* **TASK PROMPT**
Rename "Annotate" to "Mark" in the records, starting at the line that has "Dataset curation — object class: black office" and stopping after the line that has "[494,379,733,850]". Write out only those lines, with nothing else changed.

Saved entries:
◆ ◆ ◆

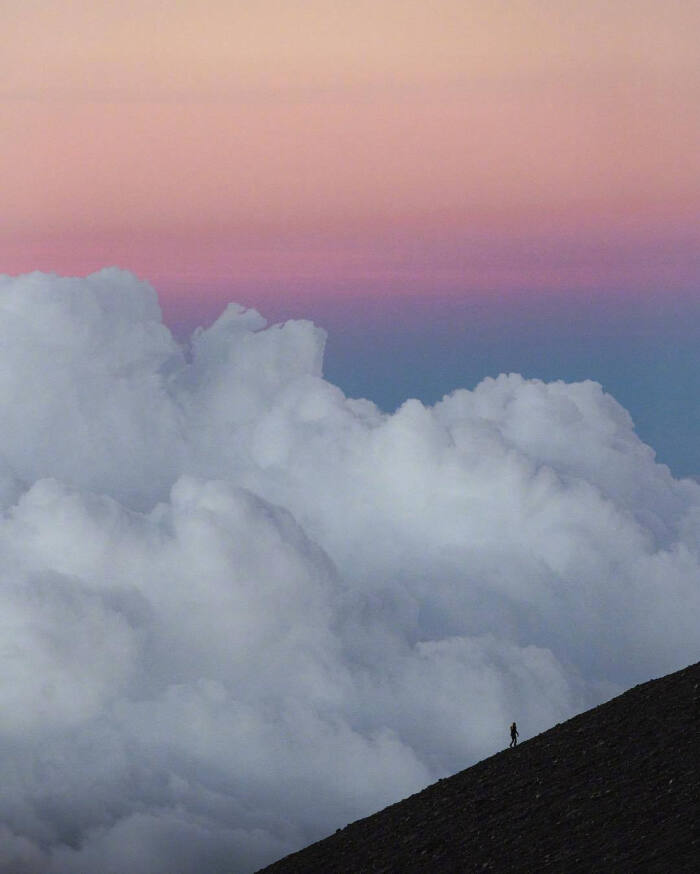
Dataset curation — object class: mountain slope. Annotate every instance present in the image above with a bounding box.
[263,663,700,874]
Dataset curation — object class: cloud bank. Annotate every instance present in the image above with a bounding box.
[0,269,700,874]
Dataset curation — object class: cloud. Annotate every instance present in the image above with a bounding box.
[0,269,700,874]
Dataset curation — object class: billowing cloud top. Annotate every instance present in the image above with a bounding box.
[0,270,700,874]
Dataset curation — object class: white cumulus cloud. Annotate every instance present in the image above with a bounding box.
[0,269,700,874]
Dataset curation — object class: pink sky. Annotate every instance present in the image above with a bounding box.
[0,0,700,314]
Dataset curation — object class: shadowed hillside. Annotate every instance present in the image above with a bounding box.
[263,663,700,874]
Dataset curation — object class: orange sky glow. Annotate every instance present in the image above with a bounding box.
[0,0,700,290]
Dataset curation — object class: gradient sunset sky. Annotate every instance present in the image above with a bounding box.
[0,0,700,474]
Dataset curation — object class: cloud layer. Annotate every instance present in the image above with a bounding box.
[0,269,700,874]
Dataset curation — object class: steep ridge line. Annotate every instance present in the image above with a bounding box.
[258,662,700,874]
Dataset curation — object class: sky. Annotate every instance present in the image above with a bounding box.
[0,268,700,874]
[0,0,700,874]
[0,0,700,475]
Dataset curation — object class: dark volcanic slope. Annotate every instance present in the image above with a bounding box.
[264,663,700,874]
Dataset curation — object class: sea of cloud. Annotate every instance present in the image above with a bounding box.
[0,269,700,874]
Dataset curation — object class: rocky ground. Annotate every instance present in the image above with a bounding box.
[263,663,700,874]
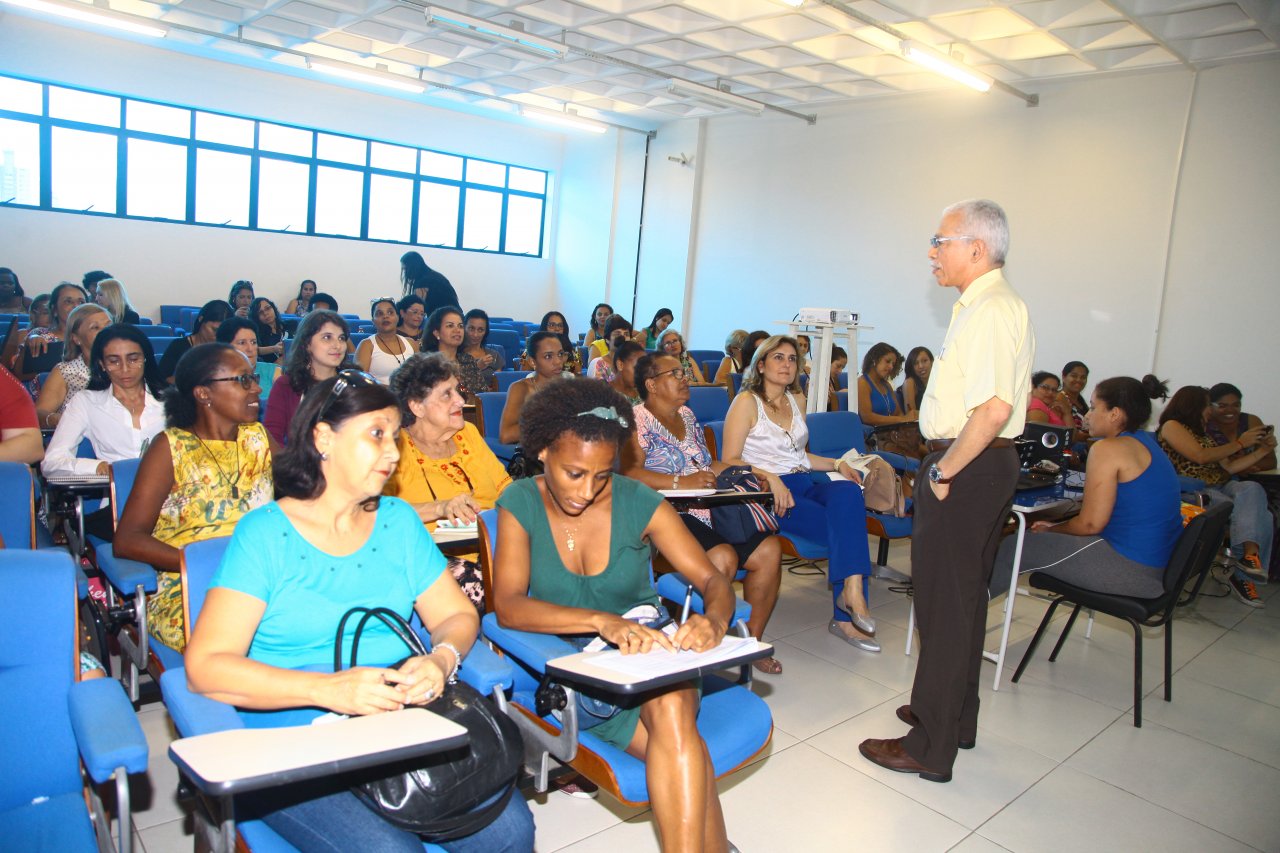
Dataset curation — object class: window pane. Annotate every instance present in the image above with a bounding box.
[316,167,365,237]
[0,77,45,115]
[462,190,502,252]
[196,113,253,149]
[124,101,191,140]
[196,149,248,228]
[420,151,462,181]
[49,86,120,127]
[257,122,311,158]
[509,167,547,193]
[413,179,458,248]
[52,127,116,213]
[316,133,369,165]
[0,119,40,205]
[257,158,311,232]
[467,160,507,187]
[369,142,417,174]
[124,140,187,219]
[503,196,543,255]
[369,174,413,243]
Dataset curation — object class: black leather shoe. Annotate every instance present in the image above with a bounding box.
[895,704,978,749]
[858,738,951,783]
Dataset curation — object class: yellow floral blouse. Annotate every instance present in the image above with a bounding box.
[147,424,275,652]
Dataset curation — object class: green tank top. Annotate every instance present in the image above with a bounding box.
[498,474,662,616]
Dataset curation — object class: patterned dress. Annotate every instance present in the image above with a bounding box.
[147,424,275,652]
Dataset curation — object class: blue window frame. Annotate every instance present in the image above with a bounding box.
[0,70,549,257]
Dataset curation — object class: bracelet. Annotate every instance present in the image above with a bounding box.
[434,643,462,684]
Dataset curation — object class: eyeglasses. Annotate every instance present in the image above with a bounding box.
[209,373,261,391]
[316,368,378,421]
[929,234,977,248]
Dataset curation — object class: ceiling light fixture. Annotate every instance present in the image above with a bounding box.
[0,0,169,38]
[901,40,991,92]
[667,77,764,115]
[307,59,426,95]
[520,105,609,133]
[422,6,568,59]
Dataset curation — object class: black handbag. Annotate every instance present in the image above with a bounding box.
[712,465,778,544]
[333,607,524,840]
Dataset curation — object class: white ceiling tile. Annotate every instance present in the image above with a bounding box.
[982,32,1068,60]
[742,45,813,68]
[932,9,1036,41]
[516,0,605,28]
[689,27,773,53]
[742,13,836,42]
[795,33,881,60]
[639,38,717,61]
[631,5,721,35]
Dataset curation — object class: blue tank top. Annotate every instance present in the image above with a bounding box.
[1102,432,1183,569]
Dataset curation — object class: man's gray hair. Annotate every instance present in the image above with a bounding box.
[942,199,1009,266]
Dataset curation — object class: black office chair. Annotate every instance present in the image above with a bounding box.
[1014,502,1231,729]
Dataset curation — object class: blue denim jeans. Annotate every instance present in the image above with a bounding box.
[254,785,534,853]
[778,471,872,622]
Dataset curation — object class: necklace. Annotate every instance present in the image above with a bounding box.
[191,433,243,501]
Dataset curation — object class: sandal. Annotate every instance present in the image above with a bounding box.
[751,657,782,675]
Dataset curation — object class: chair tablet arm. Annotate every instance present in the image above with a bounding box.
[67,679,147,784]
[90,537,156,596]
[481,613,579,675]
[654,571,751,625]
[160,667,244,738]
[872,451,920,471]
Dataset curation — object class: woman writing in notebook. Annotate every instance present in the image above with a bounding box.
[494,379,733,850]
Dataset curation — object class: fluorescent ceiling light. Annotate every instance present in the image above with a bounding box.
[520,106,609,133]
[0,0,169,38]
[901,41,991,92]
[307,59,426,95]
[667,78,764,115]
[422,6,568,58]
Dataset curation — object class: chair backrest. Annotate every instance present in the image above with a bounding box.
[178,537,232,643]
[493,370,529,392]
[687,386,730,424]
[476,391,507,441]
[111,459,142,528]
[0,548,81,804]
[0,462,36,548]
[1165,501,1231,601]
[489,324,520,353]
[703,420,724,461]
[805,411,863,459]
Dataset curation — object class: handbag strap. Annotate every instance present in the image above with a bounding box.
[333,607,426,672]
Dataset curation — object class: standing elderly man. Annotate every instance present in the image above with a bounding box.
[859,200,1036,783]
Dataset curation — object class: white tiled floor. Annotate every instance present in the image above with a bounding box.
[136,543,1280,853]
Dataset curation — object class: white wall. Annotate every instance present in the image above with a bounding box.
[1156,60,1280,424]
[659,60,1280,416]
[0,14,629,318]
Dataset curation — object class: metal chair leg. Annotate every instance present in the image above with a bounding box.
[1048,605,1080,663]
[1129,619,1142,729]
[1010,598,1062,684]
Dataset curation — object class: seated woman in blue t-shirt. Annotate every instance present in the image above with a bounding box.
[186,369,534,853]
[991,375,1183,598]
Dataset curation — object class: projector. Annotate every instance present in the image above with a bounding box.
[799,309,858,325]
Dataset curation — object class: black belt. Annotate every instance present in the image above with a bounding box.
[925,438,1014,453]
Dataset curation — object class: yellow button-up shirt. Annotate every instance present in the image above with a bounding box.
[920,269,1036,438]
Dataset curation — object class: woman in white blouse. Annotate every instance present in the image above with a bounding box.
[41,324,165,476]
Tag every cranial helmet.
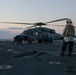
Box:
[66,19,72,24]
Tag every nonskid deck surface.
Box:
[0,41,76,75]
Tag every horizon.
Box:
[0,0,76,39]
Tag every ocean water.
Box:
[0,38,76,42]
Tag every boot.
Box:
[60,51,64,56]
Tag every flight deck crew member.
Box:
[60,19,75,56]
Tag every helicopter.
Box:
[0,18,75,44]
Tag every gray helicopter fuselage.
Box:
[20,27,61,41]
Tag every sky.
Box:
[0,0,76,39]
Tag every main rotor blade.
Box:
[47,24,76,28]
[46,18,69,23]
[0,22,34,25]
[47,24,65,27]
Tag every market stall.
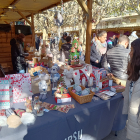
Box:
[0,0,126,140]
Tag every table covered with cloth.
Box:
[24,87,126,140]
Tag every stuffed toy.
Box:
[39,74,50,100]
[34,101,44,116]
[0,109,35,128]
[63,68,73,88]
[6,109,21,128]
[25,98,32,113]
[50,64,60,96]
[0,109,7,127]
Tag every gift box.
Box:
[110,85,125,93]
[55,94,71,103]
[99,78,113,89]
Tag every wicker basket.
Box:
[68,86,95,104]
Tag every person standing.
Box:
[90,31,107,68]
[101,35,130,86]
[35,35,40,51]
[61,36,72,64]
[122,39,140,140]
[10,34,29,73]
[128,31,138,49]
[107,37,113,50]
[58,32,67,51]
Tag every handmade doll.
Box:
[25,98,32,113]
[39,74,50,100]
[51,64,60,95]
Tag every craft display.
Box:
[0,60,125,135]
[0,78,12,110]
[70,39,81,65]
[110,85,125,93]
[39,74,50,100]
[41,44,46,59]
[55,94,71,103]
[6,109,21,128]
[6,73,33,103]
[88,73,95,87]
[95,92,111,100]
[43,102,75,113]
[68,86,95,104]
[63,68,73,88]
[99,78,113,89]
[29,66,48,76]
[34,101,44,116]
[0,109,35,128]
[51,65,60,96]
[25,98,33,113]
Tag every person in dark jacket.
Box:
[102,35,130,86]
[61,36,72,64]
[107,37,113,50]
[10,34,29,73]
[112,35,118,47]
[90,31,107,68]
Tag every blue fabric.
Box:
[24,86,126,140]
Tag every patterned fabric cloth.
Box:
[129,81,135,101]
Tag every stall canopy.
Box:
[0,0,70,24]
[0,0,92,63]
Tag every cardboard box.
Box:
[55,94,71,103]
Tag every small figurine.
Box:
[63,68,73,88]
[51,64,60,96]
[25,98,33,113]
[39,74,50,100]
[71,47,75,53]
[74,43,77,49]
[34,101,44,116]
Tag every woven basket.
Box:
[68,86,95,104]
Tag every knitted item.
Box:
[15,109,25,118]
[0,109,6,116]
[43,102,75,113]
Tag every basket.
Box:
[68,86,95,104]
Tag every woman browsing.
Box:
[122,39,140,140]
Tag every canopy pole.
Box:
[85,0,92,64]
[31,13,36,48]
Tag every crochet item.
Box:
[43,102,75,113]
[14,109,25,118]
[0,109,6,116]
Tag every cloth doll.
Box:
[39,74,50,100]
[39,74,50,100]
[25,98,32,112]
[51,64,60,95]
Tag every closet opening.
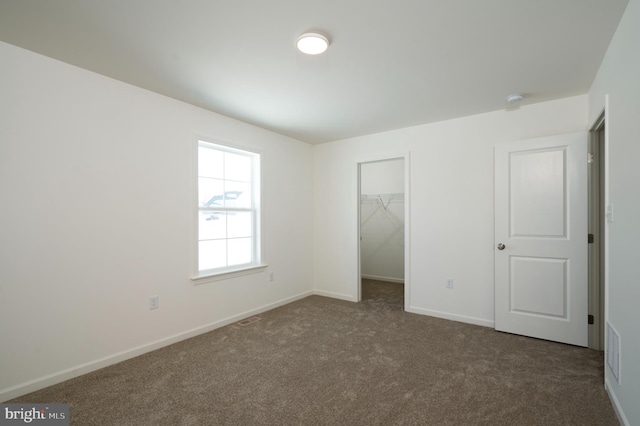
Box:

◆ ◆ ◆

* **FINAL RESULT**
Dataset curation — object class: black office chair. Mark every instance present in the image above with a bounding box.
[1014,502,1231,729]
Dataset curation — object class: blue denim jeans. Mark every instance present in the image above with a bounding box.
[254,785,534,853]
[778,471,872,622]
Dataset curation — object class: necklace. Mark every instance present in the image above with a bounding box.
[191,433,243,501]
Dataset curation — object class: sandal. Mark every instance present in the image above with a bounding box.
[751,657,782,675]
Dataset curation — object class: chair tablet arm. Mark every instance present in the image above with a bounding box.
[67,679,147,784]
[90,537,156,596]
[481,613,579,675]
[654,571,751,625]
[160,667,244,738]
[872,451,920,471]
Dataset curation — object class: woman writing in notebook. Mark every instance present in the image above with a bounding box.
[494,379,733,850]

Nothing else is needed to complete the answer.